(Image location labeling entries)

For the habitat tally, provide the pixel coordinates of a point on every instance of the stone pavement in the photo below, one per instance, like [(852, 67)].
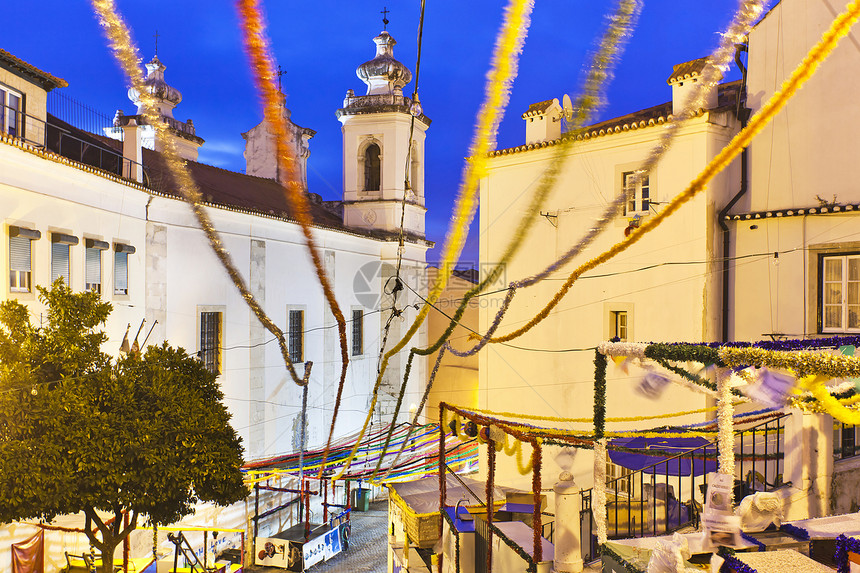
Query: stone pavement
[(368, 545)]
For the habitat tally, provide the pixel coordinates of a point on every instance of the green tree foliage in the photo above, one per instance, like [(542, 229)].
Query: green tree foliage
[(82, 432)]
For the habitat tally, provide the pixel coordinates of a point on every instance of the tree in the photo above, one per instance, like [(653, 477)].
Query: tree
[(83, 432)]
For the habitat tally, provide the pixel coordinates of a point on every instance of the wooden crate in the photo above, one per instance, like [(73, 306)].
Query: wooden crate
[(423, 530)]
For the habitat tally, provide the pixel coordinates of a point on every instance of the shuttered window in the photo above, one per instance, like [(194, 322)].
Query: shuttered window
[(296, 335), (19, 264), (120, 273), (93, 269), (357, 332), (59, 262), (210, 341)]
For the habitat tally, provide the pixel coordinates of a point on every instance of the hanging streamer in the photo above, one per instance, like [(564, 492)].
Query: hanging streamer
[(839, 28)]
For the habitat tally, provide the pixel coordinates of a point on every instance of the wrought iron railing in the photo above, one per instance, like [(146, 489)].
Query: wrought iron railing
[(89, 150), (668, 495)]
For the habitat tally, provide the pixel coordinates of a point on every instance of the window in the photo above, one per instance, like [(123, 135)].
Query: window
[(357, 332), (20, 258), (60, 266), (840, 293), (93, 264), (296, 330), (638, 194), (618, 321), (618, 325), (120, 267), (210, 341), (372, 168), (10, 111)]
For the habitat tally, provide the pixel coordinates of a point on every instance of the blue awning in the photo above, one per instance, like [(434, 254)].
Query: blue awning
[(661, 463)]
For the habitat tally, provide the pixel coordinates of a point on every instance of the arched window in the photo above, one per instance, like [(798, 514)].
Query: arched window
[(371, 168)]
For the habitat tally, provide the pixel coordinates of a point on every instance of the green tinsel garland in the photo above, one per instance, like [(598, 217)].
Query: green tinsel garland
[(536, 487)]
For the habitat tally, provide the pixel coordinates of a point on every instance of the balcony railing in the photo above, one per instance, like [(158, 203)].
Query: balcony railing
[(87, 149), (662, 498)]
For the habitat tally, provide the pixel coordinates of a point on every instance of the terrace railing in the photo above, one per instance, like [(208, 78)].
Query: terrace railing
[(88, 150), (668, 495)]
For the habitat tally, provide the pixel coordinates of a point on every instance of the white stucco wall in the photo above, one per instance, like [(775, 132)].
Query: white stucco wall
[(664, 303)]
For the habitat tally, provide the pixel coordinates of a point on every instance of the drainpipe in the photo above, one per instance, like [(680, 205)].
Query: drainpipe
[(742, 114)]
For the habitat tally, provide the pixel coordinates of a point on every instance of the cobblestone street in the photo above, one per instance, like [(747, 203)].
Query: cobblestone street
[(368, 545)]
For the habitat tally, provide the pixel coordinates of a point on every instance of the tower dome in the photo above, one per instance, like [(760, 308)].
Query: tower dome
[(168, 96), (383, 74)]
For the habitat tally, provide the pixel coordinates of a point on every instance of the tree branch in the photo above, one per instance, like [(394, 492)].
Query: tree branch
[(91, 516)]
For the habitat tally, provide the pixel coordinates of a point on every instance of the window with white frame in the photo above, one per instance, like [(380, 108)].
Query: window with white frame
[(840, 293), (93, 264), (21, 258), (60, 256), (296, 334), (357, 332), (618, 325), (638, 193), (120, 267), (211, 329), (11, 109)]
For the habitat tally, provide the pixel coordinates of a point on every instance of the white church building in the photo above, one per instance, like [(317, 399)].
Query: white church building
[(101, 211)]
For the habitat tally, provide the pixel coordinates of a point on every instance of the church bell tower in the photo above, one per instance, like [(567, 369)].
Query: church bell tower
[(378, 167)]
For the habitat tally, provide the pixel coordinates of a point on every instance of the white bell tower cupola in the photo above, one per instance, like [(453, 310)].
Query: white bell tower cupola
[(378, 167)]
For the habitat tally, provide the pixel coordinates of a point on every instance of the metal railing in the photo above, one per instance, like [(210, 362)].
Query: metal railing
[(668, 495), (60, 140)]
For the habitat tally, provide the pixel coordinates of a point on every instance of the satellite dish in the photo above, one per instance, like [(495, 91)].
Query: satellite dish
[(567, 106)]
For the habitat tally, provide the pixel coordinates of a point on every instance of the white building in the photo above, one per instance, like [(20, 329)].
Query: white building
[(105, 215)]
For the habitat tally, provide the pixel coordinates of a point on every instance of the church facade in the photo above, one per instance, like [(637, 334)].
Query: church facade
[(100, 210)]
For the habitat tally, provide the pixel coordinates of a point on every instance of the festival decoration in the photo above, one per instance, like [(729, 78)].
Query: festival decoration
[(839, 28), (598, 76), (126, 54)]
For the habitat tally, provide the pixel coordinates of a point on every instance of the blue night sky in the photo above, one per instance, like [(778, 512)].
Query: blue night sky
[(320, 43)]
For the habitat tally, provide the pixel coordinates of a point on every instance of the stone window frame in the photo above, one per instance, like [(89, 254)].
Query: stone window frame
[(366, 142), (610, 310), (815, 266)]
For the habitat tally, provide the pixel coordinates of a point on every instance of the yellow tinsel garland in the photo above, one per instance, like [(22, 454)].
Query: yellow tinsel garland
[(838, 29)]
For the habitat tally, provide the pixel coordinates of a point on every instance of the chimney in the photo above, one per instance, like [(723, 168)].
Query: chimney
[(543, 121), (684, 79), (132, 151)]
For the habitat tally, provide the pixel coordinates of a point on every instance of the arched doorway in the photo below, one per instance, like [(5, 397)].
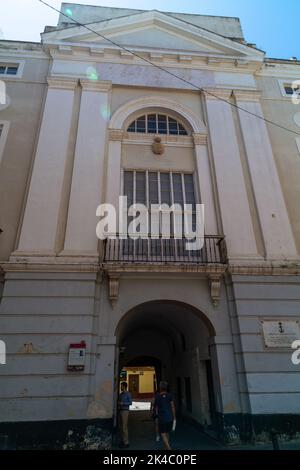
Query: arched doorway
[(174, 338)]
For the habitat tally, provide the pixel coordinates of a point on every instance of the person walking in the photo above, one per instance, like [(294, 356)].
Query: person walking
[(125, 400), (165, 411), (153, 413)]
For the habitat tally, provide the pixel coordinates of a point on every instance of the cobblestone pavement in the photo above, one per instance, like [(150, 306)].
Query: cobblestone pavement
[(186, 437)]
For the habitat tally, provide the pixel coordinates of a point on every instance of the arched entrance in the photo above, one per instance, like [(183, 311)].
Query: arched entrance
[(174, 338)]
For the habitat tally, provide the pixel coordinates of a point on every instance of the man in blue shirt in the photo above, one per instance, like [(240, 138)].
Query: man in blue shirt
[(165, 411), (125, 401)]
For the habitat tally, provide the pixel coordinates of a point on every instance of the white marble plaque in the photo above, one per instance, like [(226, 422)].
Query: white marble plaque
[(280, 334)]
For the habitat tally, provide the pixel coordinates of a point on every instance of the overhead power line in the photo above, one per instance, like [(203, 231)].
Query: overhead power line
[(148, 61)]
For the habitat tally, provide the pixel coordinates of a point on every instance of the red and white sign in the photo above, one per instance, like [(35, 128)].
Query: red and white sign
[(76, 358)]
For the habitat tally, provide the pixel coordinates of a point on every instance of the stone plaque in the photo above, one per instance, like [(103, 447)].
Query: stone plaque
[(280, 334)]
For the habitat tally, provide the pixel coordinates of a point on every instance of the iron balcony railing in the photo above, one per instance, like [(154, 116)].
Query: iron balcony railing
[(164, 251)]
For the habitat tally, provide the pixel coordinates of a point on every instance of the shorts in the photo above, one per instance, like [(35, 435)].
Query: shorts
[(165, 428)]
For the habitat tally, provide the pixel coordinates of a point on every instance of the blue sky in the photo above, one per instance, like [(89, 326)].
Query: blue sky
[(273, 25)]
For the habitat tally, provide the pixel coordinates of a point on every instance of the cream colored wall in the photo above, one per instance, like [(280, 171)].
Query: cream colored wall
[(27, 95), (281, 110), (190, 99)]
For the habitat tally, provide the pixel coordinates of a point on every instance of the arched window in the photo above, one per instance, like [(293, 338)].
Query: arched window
[(157, 124)]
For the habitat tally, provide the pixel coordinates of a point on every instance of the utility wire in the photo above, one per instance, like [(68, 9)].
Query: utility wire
[(169, 72)]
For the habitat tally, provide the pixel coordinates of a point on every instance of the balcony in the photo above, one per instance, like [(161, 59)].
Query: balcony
[(163, 251)]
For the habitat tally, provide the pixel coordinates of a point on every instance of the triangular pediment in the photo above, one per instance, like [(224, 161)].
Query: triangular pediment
[(151, 30)]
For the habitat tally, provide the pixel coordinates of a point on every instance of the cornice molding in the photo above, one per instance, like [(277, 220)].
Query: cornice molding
[(247, 95), (58, 83), (200, 139), (115, 135), (217, 93), (96, 85)]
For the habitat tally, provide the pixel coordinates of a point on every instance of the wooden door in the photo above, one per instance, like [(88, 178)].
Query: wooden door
[(134, 385)]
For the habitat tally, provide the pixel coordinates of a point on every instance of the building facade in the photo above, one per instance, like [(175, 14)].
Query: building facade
[(78, 127)]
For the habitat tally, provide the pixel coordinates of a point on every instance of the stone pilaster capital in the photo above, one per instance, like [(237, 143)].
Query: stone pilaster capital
[(115, 134), (247, 95), (217, 93), (96, 85), (59, 83), (200, 139)]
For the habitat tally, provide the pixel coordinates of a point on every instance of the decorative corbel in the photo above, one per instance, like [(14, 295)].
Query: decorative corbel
[(113, 287), (215, 288)]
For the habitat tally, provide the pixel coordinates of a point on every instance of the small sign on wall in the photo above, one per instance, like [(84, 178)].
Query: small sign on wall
[(76, 359), (280, 334)]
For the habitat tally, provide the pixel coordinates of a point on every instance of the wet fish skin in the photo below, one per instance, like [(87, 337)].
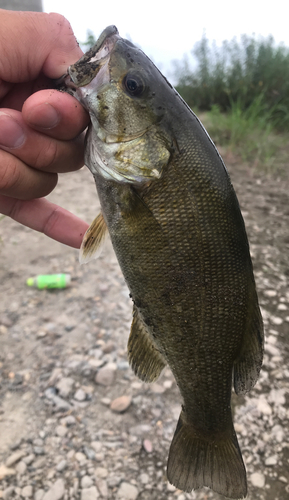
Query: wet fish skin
[(179, 236)]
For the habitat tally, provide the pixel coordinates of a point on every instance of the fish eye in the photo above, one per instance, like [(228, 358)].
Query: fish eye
[(134, 85)]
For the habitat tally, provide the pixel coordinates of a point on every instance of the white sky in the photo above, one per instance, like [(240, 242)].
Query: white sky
[(166, 30)]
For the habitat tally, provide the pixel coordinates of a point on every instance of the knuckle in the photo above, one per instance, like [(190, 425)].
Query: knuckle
[(46, 158), (9, 176)]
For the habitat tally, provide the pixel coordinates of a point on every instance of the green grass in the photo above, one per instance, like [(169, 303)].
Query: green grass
[(249, 75), (250, 134)]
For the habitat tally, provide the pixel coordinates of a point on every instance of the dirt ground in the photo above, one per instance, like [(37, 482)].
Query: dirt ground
[(60, 435)]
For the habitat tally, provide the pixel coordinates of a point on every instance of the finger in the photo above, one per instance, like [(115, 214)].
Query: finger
[(56, 114), (38, 150), (47, 218), (32, 43), (20, 181)]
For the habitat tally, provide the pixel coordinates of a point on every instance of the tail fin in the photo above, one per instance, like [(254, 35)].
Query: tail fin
[(195, 462)]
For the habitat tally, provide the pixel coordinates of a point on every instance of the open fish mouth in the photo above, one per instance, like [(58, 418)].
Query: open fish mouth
[(85, 69)]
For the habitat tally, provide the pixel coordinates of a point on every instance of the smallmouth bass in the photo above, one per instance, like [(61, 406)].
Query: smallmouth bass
[(179, 236)]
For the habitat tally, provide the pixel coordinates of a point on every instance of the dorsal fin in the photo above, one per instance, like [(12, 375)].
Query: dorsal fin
[(93, 240)]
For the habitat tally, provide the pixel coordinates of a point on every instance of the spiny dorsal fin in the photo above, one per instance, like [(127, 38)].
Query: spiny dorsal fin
[(143, 355), (93, 240)]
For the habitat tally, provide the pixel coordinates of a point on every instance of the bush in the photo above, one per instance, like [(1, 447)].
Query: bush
[(238, 73)]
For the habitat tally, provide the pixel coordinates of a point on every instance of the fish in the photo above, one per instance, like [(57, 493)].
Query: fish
[(175, 224)]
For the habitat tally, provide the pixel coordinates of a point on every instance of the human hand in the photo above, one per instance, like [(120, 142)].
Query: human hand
[(45, 137)]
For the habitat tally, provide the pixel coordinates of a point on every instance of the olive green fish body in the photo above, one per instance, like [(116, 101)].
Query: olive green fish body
[(179, 236)]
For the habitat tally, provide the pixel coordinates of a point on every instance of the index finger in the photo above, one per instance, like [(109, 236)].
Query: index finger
[(35, 42)]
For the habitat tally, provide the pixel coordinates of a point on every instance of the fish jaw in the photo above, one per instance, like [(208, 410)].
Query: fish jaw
[(119, 146)]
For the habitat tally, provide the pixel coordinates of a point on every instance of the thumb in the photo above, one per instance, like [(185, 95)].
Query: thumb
[(32, 43)]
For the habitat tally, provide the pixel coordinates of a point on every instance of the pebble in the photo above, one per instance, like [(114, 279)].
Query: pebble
[(80, 395), (127, 491), (258, 480), (86, 482), (273, 460), (8, 492), (80, 457), (27, 491), (144, 478), (39, 494), (39, 450), (61, 431), (6, 471), (105, 376), (56, 492), (89, 493), (147, 445), (68, 421), (15, 457), (121, 404), (101, 472), (21, 467), (102, 488), (65, 386), (264, 407), (61, 466)]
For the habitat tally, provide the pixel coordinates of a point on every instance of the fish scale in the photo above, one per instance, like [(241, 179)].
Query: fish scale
[(179, 236)]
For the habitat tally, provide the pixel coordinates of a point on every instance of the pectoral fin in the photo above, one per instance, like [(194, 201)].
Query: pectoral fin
[(145, 359), (93, 240), (249, 362)]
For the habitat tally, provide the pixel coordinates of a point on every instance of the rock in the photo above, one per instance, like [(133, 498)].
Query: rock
[(144, 478), (121, 404), (101, 472), (39, 494), (273, 460), (21, 467), (127, 491), (27, 491), (56, 492), (258, 480), (15, 457), (61, 465), (86, 482), (105, 376), (147, 445), (102, 487), (15, 445), (80, 395), (90, 454), (68, 421), (39, 450), (264, 407), (6, 471), (61, 404), (89, 493), (8, 493), (29, 459), (80, 457), (65, 386), (61, 431)]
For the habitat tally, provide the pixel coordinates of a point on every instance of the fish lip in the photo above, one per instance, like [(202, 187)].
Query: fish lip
[(86, 68)]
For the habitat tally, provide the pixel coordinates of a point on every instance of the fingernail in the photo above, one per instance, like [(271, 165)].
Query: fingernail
[(43, 116), (11, 133)]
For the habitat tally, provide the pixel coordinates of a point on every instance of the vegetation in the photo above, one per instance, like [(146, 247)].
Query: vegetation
[(244, 87)]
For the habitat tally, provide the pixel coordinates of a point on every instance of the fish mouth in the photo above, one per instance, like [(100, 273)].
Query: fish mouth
[(88, 66)]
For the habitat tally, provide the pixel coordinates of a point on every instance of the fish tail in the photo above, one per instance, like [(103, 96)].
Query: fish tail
[(195, 461)]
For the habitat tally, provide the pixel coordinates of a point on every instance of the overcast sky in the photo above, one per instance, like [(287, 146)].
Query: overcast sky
[(166, 30)]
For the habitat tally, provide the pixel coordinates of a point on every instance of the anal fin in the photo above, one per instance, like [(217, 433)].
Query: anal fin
[(248, 364), (144, 357), (93, 240)]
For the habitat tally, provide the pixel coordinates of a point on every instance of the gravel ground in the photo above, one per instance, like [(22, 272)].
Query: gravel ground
[(74, 420)]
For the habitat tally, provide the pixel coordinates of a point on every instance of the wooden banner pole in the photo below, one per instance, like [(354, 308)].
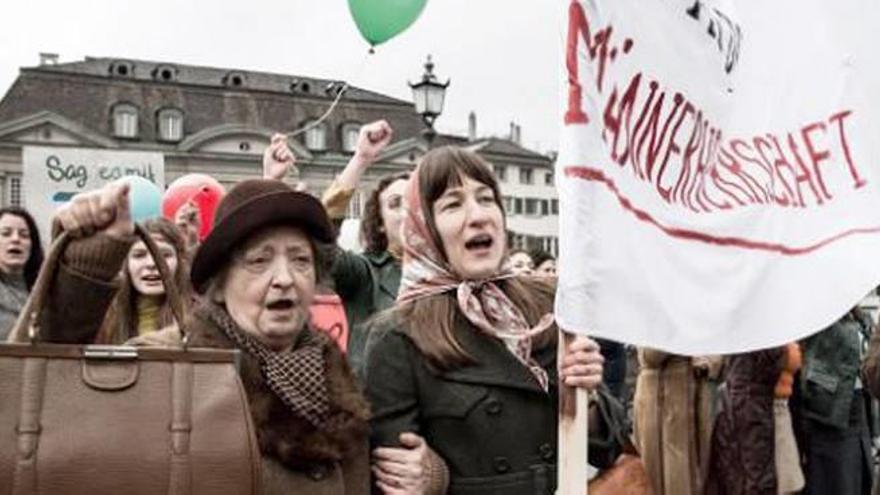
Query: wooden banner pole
[(573, 434)]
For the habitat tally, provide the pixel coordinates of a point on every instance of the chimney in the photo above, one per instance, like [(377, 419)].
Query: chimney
[(515, 133), (472, 126), (48, 58)]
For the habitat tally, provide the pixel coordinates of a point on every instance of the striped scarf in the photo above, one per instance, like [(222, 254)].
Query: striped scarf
[(483, 303)]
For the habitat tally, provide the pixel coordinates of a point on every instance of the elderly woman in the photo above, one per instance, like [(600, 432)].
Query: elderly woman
[(466, 361), (367, 282), (257, 271)]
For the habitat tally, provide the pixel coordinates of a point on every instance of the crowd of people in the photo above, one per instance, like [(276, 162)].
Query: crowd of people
[(448, 382)]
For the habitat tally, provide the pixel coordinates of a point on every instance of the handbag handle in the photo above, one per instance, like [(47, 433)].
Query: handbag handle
[(28, 321)]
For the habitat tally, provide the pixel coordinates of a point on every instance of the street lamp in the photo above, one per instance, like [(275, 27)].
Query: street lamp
[(428, 96)]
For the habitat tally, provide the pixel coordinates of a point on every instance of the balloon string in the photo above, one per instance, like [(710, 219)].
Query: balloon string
[(339, 95)]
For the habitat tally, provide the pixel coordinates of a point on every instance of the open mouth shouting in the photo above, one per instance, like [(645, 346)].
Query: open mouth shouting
[(15, 252), (479, 244), (281, 306)]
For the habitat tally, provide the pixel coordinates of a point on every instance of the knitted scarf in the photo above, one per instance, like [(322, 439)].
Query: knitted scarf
[(296, 376)]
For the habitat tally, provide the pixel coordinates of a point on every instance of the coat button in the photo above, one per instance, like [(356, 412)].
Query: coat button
[(317, 473), (493, 407), (547, 452), (502, 465)]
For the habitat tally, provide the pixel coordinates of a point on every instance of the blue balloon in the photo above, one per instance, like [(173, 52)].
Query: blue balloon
[(144, 198)]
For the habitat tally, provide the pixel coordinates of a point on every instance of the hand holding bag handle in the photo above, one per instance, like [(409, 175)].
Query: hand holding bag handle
[(28, 327), (186, 406)]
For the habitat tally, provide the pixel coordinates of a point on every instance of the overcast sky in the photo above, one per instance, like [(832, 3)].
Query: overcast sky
[(501, 55)]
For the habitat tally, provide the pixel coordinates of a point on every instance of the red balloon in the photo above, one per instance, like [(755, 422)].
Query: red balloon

Exercise objective => Copy the records again in full, from the line with "like [(798, 514)]." up to and including the line with "[(536, 487)]", and shift every answer coordinate by adding 15 to each number. Leave the requests and their sample coordinates unchanged.

Worked solution =>
For the habitat tally, provide the pixel coordinates of a point on every instance of the arched window in the photo above, one per instance, like [(798, 514)].
Query: arched window
[(386, 183)]
For the habitat tally, provide the pixel coordinates of a point on every instance of the green tinsel garland in the photo above, one per instance, like [(598, 217)].
Query: green tinsel garland
[(551, 502)]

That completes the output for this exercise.